### Exercise objective
Extract every line of the items below that contains the word "neck", copying each line in full.

Records:
* * *

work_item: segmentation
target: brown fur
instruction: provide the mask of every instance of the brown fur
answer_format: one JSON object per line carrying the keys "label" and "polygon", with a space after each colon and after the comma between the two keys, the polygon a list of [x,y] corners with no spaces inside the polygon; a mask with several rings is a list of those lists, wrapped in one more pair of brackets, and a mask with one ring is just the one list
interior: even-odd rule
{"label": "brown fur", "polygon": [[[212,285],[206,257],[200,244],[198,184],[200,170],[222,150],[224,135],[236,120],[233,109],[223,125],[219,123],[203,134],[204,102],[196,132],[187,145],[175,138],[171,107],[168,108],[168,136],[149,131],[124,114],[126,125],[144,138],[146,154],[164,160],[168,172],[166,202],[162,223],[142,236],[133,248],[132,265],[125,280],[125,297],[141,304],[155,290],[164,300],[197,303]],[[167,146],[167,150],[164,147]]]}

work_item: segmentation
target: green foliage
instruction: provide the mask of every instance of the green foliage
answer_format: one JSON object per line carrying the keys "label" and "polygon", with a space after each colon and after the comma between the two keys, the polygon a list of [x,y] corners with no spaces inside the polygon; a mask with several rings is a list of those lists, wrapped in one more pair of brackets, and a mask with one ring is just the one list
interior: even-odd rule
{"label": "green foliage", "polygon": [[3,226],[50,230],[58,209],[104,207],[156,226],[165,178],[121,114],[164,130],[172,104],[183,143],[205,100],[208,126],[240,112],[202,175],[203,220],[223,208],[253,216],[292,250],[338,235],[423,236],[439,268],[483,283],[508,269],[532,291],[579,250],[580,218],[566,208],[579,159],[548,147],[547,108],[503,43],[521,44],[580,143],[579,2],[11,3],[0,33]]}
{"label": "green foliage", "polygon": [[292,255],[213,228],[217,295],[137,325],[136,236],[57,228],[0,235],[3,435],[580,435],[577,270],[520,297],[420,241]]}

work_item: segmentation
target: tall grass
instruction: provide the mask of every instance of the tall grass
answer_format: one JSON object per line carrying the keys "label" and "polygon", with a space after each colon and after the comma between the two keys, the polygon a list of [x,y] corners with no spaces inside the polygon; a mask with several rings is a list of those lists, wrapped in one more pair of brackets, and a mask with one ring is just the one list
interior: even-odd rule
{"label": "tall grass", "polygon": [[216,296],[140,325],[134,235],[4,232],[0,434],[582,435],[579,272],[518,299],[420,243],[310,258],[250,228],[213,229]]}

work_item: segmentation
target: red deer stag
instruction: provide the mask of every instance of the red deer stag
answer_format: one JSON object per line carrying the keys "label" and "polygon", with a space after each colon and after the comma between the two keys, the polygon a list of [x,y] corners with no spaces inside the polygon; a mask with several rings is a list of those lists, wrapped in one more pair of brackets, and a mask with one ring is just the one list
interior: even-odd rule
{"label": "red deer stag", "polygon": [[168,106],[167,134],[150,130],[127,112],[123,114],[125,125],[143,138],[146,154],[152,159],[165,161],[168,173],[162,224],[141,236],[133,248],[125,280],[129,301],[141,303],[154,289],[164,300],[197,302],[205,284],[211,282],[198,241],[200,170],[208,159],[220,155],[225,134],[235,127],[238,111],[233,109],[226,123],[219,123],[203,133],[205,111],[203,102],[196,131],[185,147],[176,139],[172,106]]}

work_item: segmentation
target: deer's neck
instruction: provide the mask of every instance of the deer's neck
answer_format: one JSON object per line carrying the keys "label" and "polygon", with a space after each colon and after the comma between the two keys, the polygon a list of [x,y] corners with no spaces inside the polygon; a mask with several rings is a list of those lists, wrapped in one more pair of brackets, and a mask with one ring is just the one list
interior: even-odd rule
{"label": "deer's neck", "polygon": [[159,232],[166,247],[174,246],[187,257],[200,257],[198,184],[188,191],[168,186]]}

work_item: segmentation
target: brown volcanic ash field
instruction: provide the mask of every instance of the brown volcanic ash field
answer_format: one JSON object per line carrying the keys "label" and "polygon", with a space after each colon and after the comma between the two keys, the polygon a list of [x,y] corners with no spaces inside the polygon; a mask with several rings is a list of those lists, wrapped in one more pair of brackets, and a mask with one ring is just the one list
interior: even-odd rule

* * *

### Answer below
target: deer's neck
instruction: provide the mask of every instance of the deer's neck
{"label": "deer's neck", "polygon": [[159,232],[166,247],[174,246],[187,257],[200,257],[198,184],[188,191],[168,186]]}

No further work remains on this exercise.